**Die Aufgabe:**
Bitte nimm den Bericht über die Corona-Spaziergänge in Backnang nach seinem letzten Satz wieder auf und schreibe ihn weiter.

**Ausgangstext:**
########################################
Die Polizei setzt bei den Spaziergängen auf Deeskalation. Foto: Phillip Weingand/StZN

Am Montagabend sind wieder rund 550 Menschen durch Backnang gezogen, um gegen die Corona-Maßnahmen zu protestieren. Die Polizei filmte und fotografierte mutmaßliche Maskenpflicht-Verstöße.

Backnang - Auch am Montagabend sind in Backnang wieder etliche Menschen – die Polizei schätzt die Teilnehmerzahl auf 550 – auf die Straße gegangen, um gegen die Anti-Corona-Maßnahmen zu protestieren. Wie bei den bisherigen Spaziergängen blieb auch der Protest gewaltfrei. Bis auf einen Mann, der eine Israelflagge schwenkte, waren keine Banner und Fahnen zu sehen. Auch dieser Spaziergang war von vornherein nicht offiziell angemeldet worden. „Wir versuchen bei den Spaziergängen immer, einen Versammlungsleiter ausfindig zu machen“, erklärt Rudolf Biehlmaier, Sprecher der Polizei Aalen. Doch das gelinge nie – aus gutem Grund: Der Versammlungsleiter müsste schließlich dafür Sorge tragen, dass die Auflagen der Stadt Backnang eingehalten werden. Die Polizei verkündet die für den Spaziergang geltenden Regeln daher per Lautsprecherdurchsage.

Die Polizei dokumentiert Verstöße gegen die Maskenpflicht

So hat die Stadt vorgegeben, dass die Spaziergänger auf den Gehwegen bleiben und den Mindestabstand von anderthalb Metern einhalten sollen. Auch die Maskenpflicht gilt – einen Mund-Nasen-Schutz trug aber kaum jemand. Die Polizei setzte trotzdem auf Deeskalation. Sie dokumentierte die Spaziergänge daher mit Fotos und Videos. „Wir versuchen, Ordnungswidrigkeiten im Rahmen unserer Möglichkeiten zu ahnden“, erklärt Rudolf Biehlmaier. Das sei nicht leicht: „Wir müssen die betreffenden Personen durch Orts- oder Personenkenntnisse identifizieren“, sagt der Sprecher.
########################################
**Bereitgestellte Daten:**
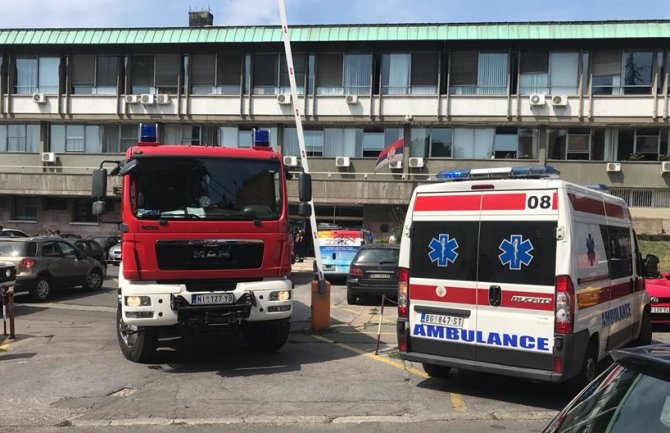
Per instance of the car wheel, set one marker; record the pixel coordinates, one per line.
(137, 344)
(645, 331)
(439, 371)
(93, 280)
(266, 336)
(42, 289)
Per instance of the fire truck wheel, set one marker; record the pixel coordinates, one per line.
(266, 336)
(439, 371)
(645, 331)
(137, 344)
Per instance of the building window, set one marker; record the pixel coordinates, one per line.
(432, 142)
(474, 73)
(82, 211)
(155, 74)
(357, 68)
(36, 74)
(216, 74)
(19, 138)
(639, 144)
(95, 75)
(25, 209)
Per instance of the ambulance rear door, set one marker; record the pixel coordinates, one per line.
(516, 277)
(443, 272)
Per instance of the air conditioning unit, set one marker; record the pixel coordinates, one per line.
(291, 161)
(537, 100)
(613, 167)
(559, 100)
(132, 99)
(284, 98)
(416, 162)
(148, 98)
(395, 164)
(162, 99)
(39, 98)
(352, 99)
(49, 157)
(342, 161)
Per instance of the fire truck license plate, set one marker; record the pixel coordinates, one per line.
(213, 298)
(440, 319)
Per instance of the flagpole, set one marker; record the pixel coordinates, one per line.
(301, 140)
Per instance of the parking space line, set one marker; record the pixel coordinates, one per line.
(456, 399)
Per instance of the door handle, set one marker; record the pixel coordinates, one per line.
(495, 293)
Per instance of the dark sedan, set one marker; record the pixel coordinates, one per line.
(373, 272)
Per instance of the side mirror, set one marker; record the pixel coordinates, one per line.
(99, 184)
(304, 209)
(304, 187)
(651, 266)
(98, 207)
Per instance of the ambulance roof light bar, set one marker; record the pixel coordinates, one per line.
(534, 172)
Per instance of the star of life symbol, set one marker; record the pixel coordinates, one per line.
(515, 252)
(443, 250)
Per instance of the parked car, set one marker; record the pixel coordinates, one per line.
(630, 396)
(114, 255)
(13, 233)
(107, 241)
(45, 263)
(93, 249)
(373, 272)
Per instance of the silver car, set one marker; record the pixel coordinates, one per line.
(45, 263)
(114, 255)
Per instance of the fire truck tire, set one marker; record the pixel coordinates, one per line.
(266, 336)
(645, 330)
(137, 344)
(439, 371)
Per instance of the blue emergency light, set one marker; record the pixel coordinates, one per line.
(260, 137)
(148, 132)
(535, 171)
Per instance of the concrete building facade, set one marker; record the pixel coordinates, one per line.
(589, 98)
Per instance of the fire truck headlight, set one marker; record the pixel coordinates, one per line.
(138, 301)
(281, 295)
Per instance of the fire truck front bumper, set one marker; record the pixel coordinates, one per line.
(152, 304)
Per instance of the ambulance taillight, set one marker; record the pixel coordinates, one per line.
(403, 292)
(565, 305)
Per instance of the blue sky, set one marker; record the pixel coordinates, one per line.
(169, 13)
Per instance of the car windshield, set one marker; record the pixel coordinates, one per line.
(206, 188)
(378, 255)
(619, 402)
(17, 249)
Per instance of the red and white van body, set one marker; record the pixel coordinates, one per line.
(517, 276)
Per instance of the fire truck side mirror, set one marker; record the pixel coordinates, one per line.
(99, 184)
(98, 207)
(304, 209)
(305, 187)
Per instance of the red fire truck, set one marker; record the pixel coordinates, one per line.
(205, 242)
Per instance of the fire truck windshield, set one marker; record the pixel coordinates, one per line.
(206, 188)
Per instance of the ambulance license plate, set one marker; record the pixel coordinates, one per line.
(213, 299)
(440, 319)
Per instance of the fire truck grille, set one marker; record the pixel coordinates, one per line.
(209, 254)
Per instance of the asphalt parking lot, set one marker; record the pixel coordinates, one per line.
(65, 370)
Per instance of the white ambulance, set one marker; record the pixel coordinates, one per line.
(516, 272)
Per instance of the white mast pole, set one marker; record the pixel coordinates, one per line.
(301, 137)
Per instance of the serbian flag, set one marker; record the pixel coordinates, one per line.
(392, 152)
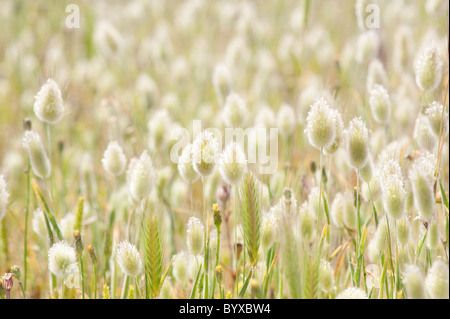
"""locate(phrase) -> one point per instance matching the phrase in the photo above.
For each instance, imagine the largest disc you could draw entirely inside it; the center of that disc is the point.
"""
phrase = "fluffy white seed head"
########################################
**Ergebnis:**
Der Zug bewegte sich am Murrufer entlang und durch die Innenstadt. Unter den Teilnehmern waren Jugendliche, Senioren, Familien mit Kindern, vereint sind sie nur durch eine diffuse Unzufriedenheit mit den Anti-Corona-Maßnahmen. Manche der Demonstranten hatten sich auf die Kameras der Polizei vorbereitet: Kaum erreichten sie eine Stelle, an der Polizisten sich mit einer Kamera postiert haben, setzten sie doch eine Maske auf, zogen sich die Mütze tief ins Gesicht oder entfalten einen Regenschirm, um eine Identifizierung zu verhindern.

Der Backnanger Appell für Solidarität ist 3000-mal unterzeichnet worden

Nicht nur die Kritiker der Corona-Maßnahmen, sondern auch deren Befürworter zeigten sich in Backnang rege. Mit einem „Backnanger Appell“ für mehr Solidarität hatte in der vergangenen Woche ein breites gesellschaftliches Bündnis auf die Montagsspaziergänge reagiert. Aus den anfangs 70 Vertretern aus Politik, Ärzteschaft, Religionsgemeinschaften, Sport- und Kulturvereinen sind mittlerweile mehr als 3000 Unterzeichner geworden, die sich auch auf einer eigens eingerichteten Internetseite für die Einhaltung von Coronaregeln aussprechen.

Man habe die Unterschriftenliste um Doppeleinträge bereinigt und vereinzelte rechtsradikale Äußerungen entfernt, berichtet der Mitinitiator und SPD-Landtagsabgeordnete Gernot Gruber. Der Diplom-Mathematiker betont, dass die aktuelle Zahl sogar noch einen „Glaubwürdigkeitspuffer“ enthalte, da sich etliche Paare zusammen eingetragen hätten, was technisch aber nur als ein Eintrag gezählt werde.